General characteristics (as built)
- Class & type: Castle-class corvette
- Displacement: 1,010 long tons (1,030 t) (standard)
- Length: 252 ft (76.8 m)
- Beam: 33 ft (10.1 m)
- Draught: 13 ft 9 in (4.2 m) (deep load)
- Installed power: 2 Admiralty 3-drum boilers; 2,880 ihp (2,150 kW);
- Propulsion: 1 shaft, 1 triple-expansion engine
- Speed: 16.5 knots (30.6 km/h; 19.0 mph)
- Range: 6,500 nmi (12,000 km; 7,500 mi) at 15 knots (28 km/h; 17 mph)
- Complement: 99
- Sensors & processing systems: Type 145 and Type 147 ASDIC; Type 272 search radar; HF/DF radio direction finder;
- Armament: 1 × QF 4 in (102 mm) DP gun; 2 × twin, 2 × single 20 mm (0.8 in) AA guns; 1 × 3-barrel Squid anti-submarine mortar; 1 × depth charge rail and 2 throwers; 15 depth charges;

= HMS Lancaster Castle =

HMS Lancaster Castle (K691) was a Castle-class corvette of the Royal Navy. It served on convoy defence duties from 1944 to 1945, it was put in reserve in 1946 and eventually scrapped in 1960.

== History ==
Lancaster Castle was ordered on 19 December 1942 from Fleming and Ferguson, a Scottish shipbuilding company in Paisley, Renfrewshire. It was laid down on 10 November 1943 as Job Number 1546. It was launched on 14 April 1944, becoming the first Royal Navy ship to carry the name, and was commissioned on 15 September 1944.

ENTRIES SUPPLIED
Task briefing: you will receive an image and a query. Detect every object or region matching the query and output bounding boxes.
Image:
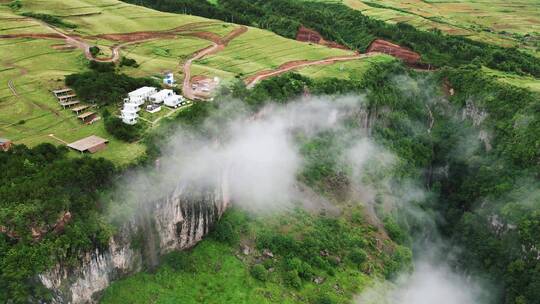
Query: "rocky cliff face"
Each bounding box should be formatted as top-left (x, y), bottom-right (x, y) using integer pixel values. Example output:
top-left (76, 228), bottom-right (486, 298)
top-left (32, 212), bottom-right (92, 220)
top-left (39, 183), bottom-right (228, 304)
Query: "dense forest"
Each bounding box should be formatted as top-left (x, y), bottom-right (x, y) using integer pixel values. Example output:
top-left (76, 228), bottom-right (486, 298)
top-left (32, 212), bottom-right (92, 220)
top-left (0, 62), bottom-right (540, 303)
top-left (0, 0), bottom-right (540, 304)
top-left (0, 144), bottom-right (115, 303)
top-left (123, 0), bottom-right (540, 77)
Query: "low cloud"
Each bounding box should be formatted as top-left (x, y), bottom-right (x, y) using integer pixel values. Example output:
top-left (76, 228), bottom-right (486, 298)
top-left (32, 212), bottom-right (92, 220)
top-left (110, 96), bottom-right (372, 214)
top-left (355, 260), bottom-right (488, 304)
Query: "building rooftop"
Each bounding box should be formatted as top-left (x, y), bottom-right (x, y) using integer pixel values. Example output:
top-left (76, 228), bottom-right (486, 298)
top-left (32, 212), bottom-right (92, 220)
top-left (150, 89), bottom-right (174, 99)
top-left (128, 87), bottom-right (156, 96)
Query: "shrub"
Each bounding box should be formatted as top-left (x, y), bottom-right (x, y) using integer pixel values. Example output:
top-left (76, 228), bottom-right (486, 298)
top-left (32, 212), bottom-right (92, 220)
top-left (103, 114), bottom-right (141, 142)
top-left (314, 295), bottom-right (336, 304)
top-left (250, 264), bottom-right (268, 282)
top-left (163, 251), bottom-right (195, 272)
top-left (88, 60), bottom-right (115, 73)
top-left (212, 219), bottom-right (240, 245)
top-left (90, 45), bottom-right (101, 58)
top-left (349, 249), bottom-right (368, 265)
top-left (8, 0), bottom-right (22, 11)
top-left (66, 70), bottom-right (159, 105)
top-left (383, 217), bottom-right (407, 244)
top-left (20, 12), bottom-right (77, 28)
top-left (283, 270), bottom-right (302, 289)
top-left (120, 57), bottom-right (139, 68)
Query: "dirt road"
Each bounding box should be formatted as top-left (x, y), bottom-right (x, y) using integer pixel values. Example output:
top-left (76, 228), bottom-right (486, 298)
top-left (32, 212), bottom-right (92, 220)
top-left (244, 53), bottom-right (380, 88)
top-left (182, 26), bottom-right (248, 100)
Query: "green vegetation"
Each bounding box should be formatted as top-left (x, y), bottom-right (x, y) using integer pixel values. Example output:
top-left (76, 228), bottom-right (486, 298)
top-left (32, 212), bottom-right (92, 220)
top-left (334, 0), bottom-right (540, 56)
top-left (0, 144), bottom-right (115, 303)
top-left (66, 68), bottom-right (159, 105)
top-left (21, 12), bottom-right (77, 29)
top-left (125, 0), bottom-right (540, 77)
top-left (90, 45), bottom-right (101, 58)
top-left (103, 109), bottom-right (142, 142)
top-left (102, 209), bottom-right (410, 303)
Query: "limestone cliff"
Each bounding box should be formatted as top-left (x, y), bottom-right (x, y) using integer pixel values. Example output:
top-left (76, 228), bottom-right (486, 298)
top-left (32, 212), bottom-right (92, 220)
top-left (39, 182), bottom-right (228, 304)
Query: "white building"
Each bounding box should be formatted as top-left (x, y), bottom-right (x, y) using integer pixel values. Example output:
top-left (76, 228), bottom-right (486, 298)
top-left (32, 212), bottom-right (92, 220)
top-left (124, 87), bottom-right (157, 105)
top-left (146, 104), bottom-right (161, 113)
top-left (163, 72), bottom-right (174, 86)
top-left (163, 94), bottom-right (184, 108)
top-left (120, 103), bottom-right (141, 125)
top-left (148, 90), bottom-right (174, 103)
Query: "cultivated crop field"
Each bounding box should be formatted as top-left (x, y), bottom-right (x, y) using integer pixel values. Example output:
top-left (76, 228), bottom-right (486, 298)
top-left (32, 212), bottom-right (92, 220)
top-left (197, 28), bottom-right (353, 76)
top-left (0, 0), bottom-right (384, 164)
top-left (316, 0), bottom-right (540, 54)
top-left (298, 55), bottom-right (396, 80)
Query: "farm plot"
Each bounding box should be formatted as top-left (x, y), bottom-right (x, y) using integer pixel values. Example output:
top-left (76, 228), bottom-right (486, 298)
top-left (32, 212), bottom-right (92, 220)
top-left (312, 0), bottom-right (540, 55)
top-left (119, 37), bottom-right (211, 81)
top-left (0, 39), bottom-right (144, 164)
top-left (195, 28), bottom-right (353, 77)
top-left (18, 0), bottom-right (220, 35)
top-left (298, 55), bottom-right (396, 80)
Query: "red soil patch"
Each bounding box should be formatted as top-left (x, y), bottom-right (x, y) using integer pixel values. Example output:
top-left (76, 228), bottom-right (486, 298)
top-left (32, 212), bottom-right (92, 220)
top-left (296, 26), bottom-right (349, 50)
top-left (51, 44), bottom-right (77, 51)
top-left (0, 34), bottom-right (64, 39)
top-left (367, 39), bottom-right (420, 65)
top-left (95, 32), bottom-right (175, 42)
top-left (186, 32), bottom-right (221, 44)
top-left (218, 26), bottom-right (248, 46)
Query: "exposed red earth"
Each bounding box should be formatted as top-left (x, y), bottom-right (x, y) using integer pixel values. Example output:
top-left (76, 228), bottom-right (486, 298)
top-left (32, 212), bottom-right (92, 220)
top-left (367, 39), bottom-right (421, 65)
top-left (296, 26), bottom-right (349, 50)
top-left (244, 52), bottom-right (380, 88)
top-left (182, 26), bottom-right (248, 100)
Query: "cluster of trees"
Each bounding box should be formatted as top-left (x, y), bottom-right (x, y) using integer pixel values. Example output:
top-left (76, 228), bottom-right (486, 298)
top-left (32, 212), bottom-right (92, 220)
top-left (0, 144), bottom-right (115, 303)
top-left (123, 0), bottom-right (540, 77)
top-left (224, 63), bottom-right (540, 304)
top-left (433, 66), bottom-right (540, 304)
top-left (211, 208), bottom-right (411, 296)
top-left (103, 109), bottom-right (143, 142)
top-left (66, 61), bottom-right (159, 106)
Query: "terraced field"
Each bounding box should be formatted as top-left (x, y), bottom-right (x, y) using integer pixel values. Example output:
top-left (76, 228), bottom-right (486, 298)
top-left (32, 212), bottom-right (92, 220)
top-left (196, 28), bottom-right (353, 76)
top-left (315, 0), bottom-right (540, 55)
top-left (0, 0), bottom-right (388, 164)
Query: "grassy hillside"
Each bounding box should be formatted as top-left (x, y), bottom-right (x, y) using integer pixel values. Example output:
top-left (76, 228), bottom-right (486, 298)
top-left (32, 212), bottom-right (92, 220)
top-left (0, 0), bottom-right (384, 165)
top-left (101, 208), bottom-right (407, 304)
top-left (317, 0), bottom-right (540, 55)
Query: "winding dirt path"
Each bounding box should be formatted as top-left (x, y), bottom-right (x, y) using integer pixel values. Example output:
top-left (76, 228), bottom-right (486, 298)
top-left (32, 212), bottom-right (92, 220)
top-left (244, 52), bottom-right (380, 88)
top-left (182, 26), bottom-right (248, 100)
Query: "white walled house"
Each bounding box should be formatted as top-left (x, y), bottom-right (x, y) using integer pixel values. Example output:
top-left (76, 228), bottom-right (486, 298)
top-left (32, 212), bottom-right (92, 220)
top-left (148, 90), bottom-right (175, 103)
top-left (124, 87), bottom-right (157, 105)
top-left (163, 94), bottom-right (184, 108)
top-left (163, 72), bottom-right (174, 86)
top-left (120, 103), bottom-right (141, 125)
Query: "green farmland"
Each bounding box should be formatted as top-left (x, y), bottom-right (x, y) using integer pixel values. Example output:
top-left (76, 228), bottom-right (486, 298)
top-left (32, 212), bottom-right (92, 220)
top-left (316, 0), bottom-right (540, 54)
top-left (0, 0), bottom-right (388, 165)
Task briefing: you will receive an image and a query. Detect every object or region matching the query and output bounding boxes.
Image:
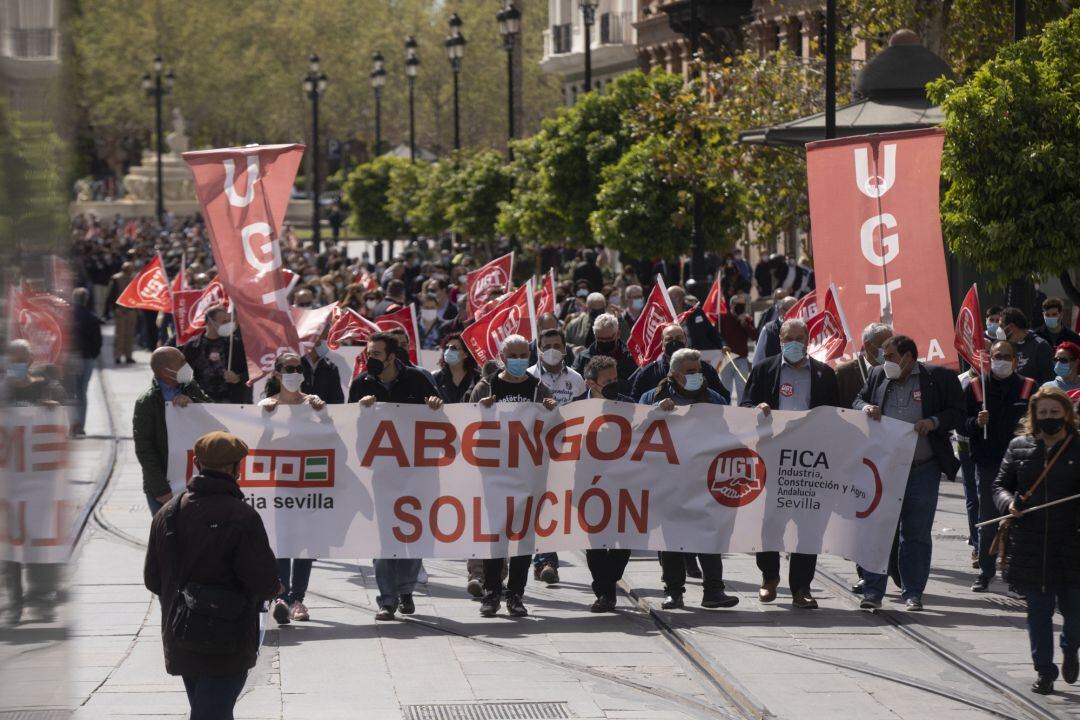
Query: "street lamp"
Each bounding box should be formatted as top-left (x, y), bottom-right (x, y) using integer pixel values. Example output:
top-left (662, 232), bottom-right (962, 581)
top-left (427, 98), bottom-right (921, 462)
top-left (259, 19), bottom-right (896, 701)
top-left (444, 13), bottom-right (465, 150)
top-left (579, 0), bottom-right (599, 93)
top-left (143, 53), bottom-right (176, 225)
top-left (495, 2), bottom-right (522, 160)
top-left (302, 53), bottom-right (326, 253)
top-left (405, 36), bottom-right (420, 162)
top-left (372, 51), bottom-right (387, 158)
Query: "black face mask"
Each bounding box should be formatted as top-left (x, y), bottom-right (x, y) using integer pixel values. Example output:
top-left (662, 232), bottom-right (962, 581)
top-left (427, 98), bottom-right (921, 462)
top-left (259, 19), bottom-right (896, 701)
top-left (596, 340), bottom-right (615, 355)
top-left (1035, 418), bottom-right (1065, 435)
top-left (367, 357), bottom-right (387, 377)
top-left (664, 340), bottom-right (686, 357)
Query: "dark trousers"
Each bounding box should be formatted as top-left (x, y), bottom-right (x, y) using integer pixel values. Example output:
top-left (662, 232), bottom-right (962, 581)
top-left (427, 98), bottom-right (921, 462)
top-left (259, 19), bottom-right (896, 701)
top-left (1024, 587), bottom-right (1080, 679)
top-left (278, 557), bottom-right (314, 604)
top-left (184, 670), bottom-right (247, 720)
top-left (660, 552), bottom-right (724, 595)
top-left (484, 555), bottom-right (532, 595)
top-left (757, 553), bottom-right (818, 593)
top-left (585, 549), bottom-right (630, 598)
top-left (975, 463), bottom-right (1001, 580)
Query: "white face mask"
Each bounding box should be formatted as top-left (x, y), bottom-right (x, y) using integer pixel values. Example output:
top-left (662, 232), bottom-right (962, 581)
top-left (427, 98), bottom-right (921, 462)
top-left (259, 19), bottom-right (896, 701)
top-left (176, 363), bottom-right (195, 385)
top-left (281, 372), bottom-right (303, 393)
top-left (540, 348), bottom-right (563, 366)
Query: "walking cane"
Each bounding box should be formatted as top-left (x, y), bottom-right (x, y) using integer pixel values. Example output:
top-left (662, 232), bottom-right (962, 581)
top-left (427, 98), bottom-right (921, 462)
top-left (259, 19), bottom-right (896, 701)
top-left (975, 494), bottom-right (1080, 528)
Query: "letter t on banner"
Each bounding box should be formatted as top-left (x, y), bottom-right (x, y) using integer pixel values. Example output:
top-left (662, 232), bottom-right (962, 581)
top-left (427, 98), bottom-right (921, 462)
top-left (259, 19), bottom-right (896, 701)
top-left (807, 128), bottom-right (957, 367)
top-left (183, 145), bottom-right (303, 382)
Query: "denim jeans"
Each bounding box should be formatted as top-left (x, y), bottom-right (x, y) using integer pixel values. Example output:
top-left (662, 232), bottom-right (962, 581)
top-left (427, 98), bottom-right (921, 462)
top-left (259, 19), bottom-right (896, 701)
top-left (959, 441), bottom-right (978, 549)
top-left (1023, 587), bottom-right (1080, 679)
top-left (278, 557), bottom-right (314, 604)
top-left (863, 460), bottom-right (942, 600)
top-left (184, 670), bottom-right (247, 720)
top-left (532, 553), bottom-right (558, 568)
top-left (374, 558), bottom-right (420, 611)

DIRECTIONS
Continue the article on HMS Lancaster Castle from the point where it stops.

REPLY
In November 1944, Lancaster Castle joined 31st Escort Group. The other ships in the group were Berkeley Castle, Carisbrooke Castle, Dumbarton Castle, and Hadleigh Castle. In December, the group deployed to the Atlantic North West Approaches for convoy defence duties. They continued in this role through to March 1945 when they were detached for Russian convoy defence with Home Fleet units. A notable incident in this period was on 20 March 1945 when escorting convoy JW 65, they came under attack by six U-Boats, resulting in the loss of HMS Lapwing and the American merchant ships Horace Bushnel and Thomas Donaldson.

On 1 April 1945 they were detached from their escort of convoy RA 65 on arrival at Scapa Flow and continued convoy defence duties with 31st Escort Group in British coastal waters. On 8 May, following the cessation of hostilities with Germany, the Lancaster Castle was released from convoy defence duties and deployed in home waters for the support of occupation forces and the collection of surrendered U-Boats.

In 1946, the Lancaster Castle was paid-off and put in reserve at Portsmouth. The ship later refitted at Cardiff before being transferred to the Reserve Fleet Division in Harwich in 1949. After this closed in 1953, it was transferred to Hartlepool where it was laid-up before being put on the Disposal List in 1957. It was offered to Norway but was declined, and so was sold for demolition in Gateshead. It arrived for scrapping on 6 September 1960.